### WHAT THE TASK ASKS
All of the records below need to be written out exactly, but without the pictures.

### Stored items

··········

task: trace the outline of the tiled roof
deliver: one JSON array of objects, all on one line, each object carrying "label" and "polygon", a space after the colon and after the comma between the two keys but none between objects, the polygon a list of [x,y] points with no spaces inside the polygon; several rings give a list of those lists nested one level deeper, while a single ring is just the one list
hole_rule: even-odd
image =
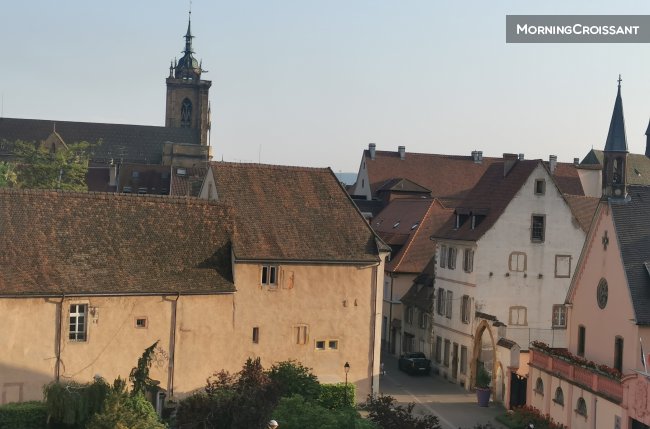
[{"label": "tiled roof", "polygon": [[[138,164],[160,164],[164,142],[200,142],[198,131],[190,128],[16,118],[0,118],[0,141],[40,142],[52,133],[54,127],[68,144],[80,141],[96,143],[102,140],[101,145],[91,149],[92,159],[101,163],[113,159],[116,162],[123,160]],[[0,146],[0,157],[10,152],[10,146]]]},{"label": "tiled roof", "polygon": [[239,260],[379,261],[377,237],[329,168],[210,164],[235,209]]},{"label": "tiled roof", "polygon": [[420,186],[409,179],[402,178],[395,178],[387,181],[381,185],[379,189],[377,189],[377,192],[381,191],[415,192],[427,194],[431,192],[430,189]]},{"label": "tiled roof", "polygon": [[629,186],[630,201],[609,203],[636,322],[650,325],[650,187]]},{"label": "tiled roof", "polygon": [[591,220],[594,217],[600,199],[581,195],[565,195],[564,199],[567,204],[569,204],[571,213],[573,213],[573,216],[580,224],[580,228],[582,228],[584,232],[589,231]]},{"label": "tiled roof", "polygon": [[233,292],[230,212],[198,199],[0,190],[0,294]]},{"label": "tiled roof", "polygon": [[[182,172],[179,173],[179,170]],[[174,167],[172,169],[171,193],[179,197],[198,197],[208,167]]]},{"label": "tiled roof", "polygon": [[411,231],[406,244],[386,264],[386,270],[398,273],[422,272],[436,253],[431,236],[452,216],[454,210],[445,208],[438,200],[430,201],[417,228]]},{"label": "tiled roof", "polygon": [[[582,160],[581,166],[603,165],[603,151],[592,149]],[[627,155],[627,183],[630,185],[650,185],[650,158],[639,153]]]},{"label": "tiled roof", "polygon": [[406,243],[431,206],[431,199],[396,199],[372,220],[371,226],[389,245]]},{"label": "tiled roof", "polygon": [[397,152],[376,151],[375,159],[364,151],[364,162],[372,195],[388,181],[408,179],[431,190],[433,197],[462,198],[500,158],[483,158],[476,163],[471,156],[436,155],[407,152],[402,160]]},{"label": "tiled roof", "polygon": [[[544,162],[548,169],[548,162]],[[582,188],[582,182],[578,175],[578,168],[574,164],[566,162],[558,162],[555,165],[553,172],[553,180],[558,189],[563,194],[569,195],[584,195],[585,191]]]},{"label": "tiled roof", "polygon": [[431,313],[433,310],[433,286],[436,272],[436,261],[431,258],[422,272],[413,280],[409,290],[402,296],[401,302],[414,305],[420,310]]},{"label": "tiled roof", "polygon": [[118,192],[129,194],[169,195],[169,165],[120,165]]}]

··········

### EXERCISE RESULT
task: trace the outline of the tiled roof
deliver: one JSON array of objects, all on one line, each object carrying "label" and "polygon", a space after the colon and after the comma between the two keys but none between objects, the polygon a list of [x,y] points with no spaces inside the polygon; several rings give a list of those lists nested one level deeper, while a single ring is just the one list
hole_rule: even-odd
image =
[{"label": "tiled roof", "polygon": [[[138,164],[160,164],[164,142],[200,142],[198,131],[190,128],[16,118],[0,118],[0,141],[40,142],[52,133],[54,127],[68,144],[80,141],[96,143],[102,140],[101,145],[91,149],[92,159],[101,163],[113,159],[116,162],[123,160]],[[0,146],[0,157],[10,152],[10,146]]]},{"label": "tiled roof", "polygon": [[239,260],[379,261],[377,237],[329,168],[210,164],[235,209]]},{"label": "tiled roof", "polygon": [[420,186],[409,179],[402,178],[395,178],[387,181],[381,185],[379,189],[377,189],[377,192],[381,191],[415,192],[427,194],[431,192],[430,189]]},{"label": "tiled roof", "polygon": [[629,186],[630,201],[609,203],[636,322],[650,325],[650,187]]},{"label": "tiled roof", "polygon": [[591,220],[594,217],[600,199],[581,195],[565,195],[564,199],[567,204],[569,204],[571,213],[573,213],[573,216],[580,224],[580,228],[582,228],[584,232],[589,231]]},{"label": "tiled roof", "polygon": [[233,292],[230,212],[198,199],[0,190],[0,294]]},{"label": "tiled roof", "polygon": [[[182,172],[179,173],[179,170]],[[174,167],[172,169],[171,193],[179,197],[198,197],[208,167]]]},{"label": "tiled roof", "polygon": [[411,231],[406,244],[386,264],[386,270],[398,273],[422,272],[436,253],[431,236],[452,216],[454,210],[445,208],[438,200],[430,201],[417,228]]},{"label": "tiled roof", "polygon": [[[582,160],[581,166],[603,165],[603,151],[592,149]],[[627,155],[627,183],[630,185],[650,185],[650,158],[639,153]]]},{"label": "tiled roof", "polygon": [[406,243],[431,206],[431,199],[396,199],[372,220],[371,226],[389,245]]},{"label": "tiled roof", "polygon": [[397,152],[376,151],[375,159],[364,151],[364,162],[372,195],[388,181],[408,179],[431,190],[433,197],[462,198],[500,158],[483,158],[476,163],[471,156],[436,155],[407,152],[402,160]]},{"label": "tiled roof", "polygon": [[[544,162],[548,169],[548,162]],[[582,188],[582,182],[578,175],[578,168],[574,164],[566,162],[558,162],[555,165],[553,172],[553,180],[558,189],[563,194],[569,195],[584,195],[585,191]]]},{"label": "tiled roof", "polygon": [[431,313],[433,310],[433,286],[436,272],[436,261],[431,258],[422,272],[413,280],[409,290],[402,296],[401,302],[414,305],[420,310]]},{"label": "tiled roof", "polygon": [[118,192],[129,194],[169,195],[169,165],[120,165]]}]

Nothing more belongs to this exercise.